From Fortitude Valley development applications to Logan housing listings, repeated and misfiled images are slowing approvals, misleading buyers, and adding invisible costs to an already strained system.

By Brisbane News Desk · Published 5 July 2026, 5:00 am

4 min read

Duplicate Images Are Cluttering Brisbane's Property and Planning Portals — and Residents Are Paying the Price
Photo: Photo by Valeriia Miller on Pexels

Brisbane City Council's online development application portal logged more than 34,000 new submissions in the 2024–25 financial year, according to council planning data. A growing share of those submissions arrive with duplicate images attached — the same site photograph uploaded three, five, sometimes a dozen times — clogging assessment queues and forcing planning officers to manually verify which files are unique before a single decision can be made.

The problem sounds technical. The consequences are anything but. With South East Queensland absorbing one of the largest internal migration surges in Australian history — driven partly by cost-of-living pressure pushing households north from Sydney and Melbourne — planning departments in Brisbane, Logan, and Ipswich are already operating under significant load. Duplicate image files add friction at precisely the moment the system can least afford it.
-----
◆ STATED EXERCISE 1
Output the part of the records that opens with the line containing "Task: localize crystal" and closes with the line containing "[397,188,425,216]" as a Markdown table with the columns Row and Content, one numbered row per line and blank lines left out.
-----
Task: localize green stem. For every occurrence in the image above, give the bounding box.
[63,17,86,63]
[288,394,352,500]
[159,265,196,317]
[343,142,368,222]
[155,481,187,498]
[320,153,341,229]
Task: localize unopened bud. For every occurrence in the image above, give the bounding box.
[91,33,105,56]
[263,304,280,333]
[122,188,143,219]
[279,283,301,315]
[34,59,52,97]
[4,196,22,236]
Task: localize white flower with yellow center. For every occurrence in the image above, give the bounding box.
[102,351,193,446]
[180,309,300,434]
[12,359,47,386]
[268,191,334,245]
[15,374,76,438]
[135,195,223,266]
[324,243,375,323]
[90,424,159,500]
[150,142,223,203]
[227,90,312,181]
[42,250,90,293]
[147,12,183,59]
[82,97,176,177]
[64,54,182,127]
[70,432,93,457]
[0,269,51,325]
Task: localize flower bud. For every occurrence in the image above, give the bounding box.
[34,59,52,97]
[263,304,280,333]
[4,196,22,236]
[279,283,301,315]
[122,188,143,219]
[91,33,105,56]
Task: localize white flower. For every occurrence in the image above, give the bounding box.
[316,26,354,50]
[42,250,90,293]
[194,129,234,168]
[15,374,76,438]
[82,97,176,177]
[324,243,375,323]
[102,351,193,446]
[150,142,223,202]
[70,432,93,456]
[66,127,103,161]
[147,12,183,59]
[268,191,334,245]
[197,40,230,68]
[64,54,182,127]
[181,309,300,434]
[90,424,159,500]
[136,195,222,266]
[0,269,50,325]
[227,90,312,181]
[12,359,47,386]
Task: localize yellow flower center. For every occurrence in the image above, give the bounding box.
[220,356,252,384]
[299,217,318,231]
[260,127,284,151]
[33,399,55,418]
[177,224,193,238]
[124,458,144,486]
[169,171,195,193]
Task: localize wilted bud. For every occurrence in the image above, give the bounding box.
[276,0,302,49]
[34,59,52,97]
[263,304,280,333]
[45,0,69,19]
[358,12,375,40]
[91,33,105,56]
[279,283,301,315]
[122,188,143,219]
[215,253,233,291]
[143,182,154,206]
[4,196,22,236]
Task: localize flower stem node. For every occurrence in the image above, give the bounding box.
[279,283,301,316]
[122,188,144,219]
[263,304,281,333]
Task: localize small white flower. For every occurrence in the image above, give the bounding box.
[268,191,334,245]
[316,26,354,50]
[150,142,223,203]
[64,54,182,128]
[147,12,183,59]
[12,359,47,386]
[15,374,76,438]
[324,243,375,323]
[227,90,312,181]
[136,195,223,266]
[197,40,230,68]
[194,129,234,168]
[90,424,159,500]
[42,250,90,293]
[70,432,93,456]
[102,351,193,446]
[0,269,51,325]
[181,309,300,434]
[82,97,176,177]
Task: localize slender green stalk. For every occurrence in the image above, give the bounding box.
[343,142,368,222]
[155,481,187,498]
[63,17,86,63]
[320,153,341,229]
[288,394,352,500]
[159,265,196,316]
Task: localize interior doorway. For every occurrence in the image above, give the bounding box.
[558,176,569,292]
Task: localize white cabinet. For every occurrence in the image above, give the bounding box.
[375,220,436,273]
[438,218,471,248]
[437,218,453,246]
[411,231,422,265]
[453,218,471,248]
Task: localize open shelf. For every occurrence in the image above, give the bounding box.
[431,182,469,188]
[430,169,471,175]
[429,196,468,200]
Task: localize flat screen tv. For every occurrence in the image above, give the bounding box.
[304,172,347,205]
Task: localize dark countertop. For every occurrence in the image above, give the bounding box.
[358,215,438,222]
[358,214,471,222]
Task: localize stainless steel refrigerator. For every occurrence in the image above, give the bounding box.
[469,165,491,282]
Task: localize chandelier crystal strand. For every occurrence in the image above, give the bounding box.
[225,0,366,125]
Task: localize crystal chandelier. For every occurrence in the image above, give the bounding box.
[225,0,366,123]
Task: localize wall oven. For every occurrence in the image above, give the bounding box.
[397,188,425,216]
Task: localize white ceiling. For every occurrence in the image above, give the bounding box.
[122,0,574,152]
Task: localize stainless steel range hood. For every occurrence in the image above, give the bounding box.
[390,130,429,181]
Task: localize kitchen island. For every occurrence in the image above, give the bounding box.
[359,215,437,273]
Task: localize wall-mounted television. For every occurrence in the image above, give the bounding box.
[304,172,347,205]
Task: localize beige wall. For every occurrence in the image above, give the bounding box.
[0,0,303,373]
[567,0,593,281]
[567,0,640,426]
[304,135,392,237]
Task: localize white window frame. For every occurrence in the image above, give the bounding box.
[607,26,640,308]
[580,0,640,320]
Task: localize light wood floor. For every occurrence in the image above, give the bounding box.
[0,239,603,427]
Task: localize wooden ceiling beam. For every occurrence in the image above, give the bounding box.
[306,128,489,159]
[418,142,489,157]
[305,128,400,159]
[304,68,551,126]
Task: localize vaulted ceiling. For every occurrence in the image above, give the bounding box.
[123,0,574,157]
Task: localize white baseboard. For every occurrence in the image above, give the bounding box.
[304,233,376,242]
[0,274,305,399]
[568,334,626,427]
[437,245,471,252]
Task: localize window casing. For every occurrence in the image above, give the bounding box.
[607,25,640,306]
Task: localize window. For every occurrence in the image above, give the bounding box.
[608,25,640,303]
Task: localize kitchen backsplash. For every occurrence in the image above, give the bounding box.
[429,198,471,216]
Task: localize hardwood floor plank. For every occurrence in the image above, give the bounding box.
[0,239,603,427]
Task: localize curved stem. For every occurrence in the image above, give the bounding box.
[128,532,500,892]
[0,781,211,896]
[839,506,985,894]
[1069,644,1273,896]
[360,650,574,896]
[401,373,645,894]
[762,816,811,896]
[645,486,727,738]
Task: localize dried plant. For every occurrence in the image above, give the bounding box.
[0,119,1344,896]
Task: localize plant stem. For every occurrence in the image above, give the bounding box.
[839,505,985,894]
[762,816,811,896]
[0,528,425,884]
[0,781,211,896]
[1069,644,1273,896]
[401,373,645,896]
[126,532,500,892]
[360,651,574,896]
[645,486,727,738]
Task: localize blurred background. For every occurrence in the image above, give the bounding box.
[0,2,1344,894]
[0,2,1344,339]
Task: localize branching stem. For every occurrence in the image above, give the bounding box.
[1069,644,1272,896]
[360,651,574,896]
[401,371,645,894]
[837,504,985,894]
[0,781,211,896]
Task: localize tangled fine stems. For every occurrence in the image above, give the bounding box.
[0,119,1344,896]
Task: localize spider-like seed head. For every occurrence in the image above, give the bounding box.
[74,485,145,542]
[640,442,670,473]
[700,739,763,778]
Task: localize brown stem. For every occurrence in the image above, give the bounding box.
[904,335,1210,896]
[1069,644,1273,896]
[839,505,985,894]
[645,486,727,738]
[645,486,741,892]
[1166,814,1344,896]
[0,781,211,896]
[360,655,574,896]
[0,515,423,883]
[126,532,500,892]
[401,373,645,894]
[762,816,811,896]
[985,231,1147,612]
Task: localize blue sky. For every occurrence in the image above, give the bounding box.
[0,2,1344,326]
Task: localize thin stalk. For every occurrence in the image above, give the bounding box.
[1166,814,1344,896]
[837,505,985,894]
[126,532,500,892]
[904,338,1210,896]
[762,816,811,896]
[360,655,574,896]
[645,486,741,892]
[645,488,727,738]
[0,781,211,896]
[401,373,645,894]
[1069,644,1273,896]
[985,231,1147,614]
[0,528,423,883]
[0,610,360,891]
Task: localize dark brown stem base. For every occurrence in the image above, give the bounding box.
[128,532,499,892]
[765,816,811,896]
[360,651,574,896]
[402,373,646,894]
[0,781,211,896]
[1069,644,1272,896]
-----
◆ STATED EXERCISE 2
From the duplicate-images article, echo the part that opens with the words "Brisbane City Council's" and closes with "can be made.", word for word.

◆ CORRECT RESPONSE 1
| Row | Content |
|---|---|
| 1 | Task: localize crystal chandelier. For every occurrence in the image above, give the bounding box. |
| 2 | [225,0,366,123] |
| 3 | Task: localize wall oven. For every occurrence in the image above, give the bounding box. |
| 4 | [397,188,425,216] |

◆ CORRECT RESPONSE 2
Brisbane City Council's online development application portal logged more than 34,000 new submissions in the 2024–25 financial year, according to council planning data. A growing share of those submissions arrive with duplicate images attached — the same site photograph uploaded three, five, sometimes a dozen times — clogging assessment queues and forcing planning officers to manually verify which files are unique before a single decision can be made.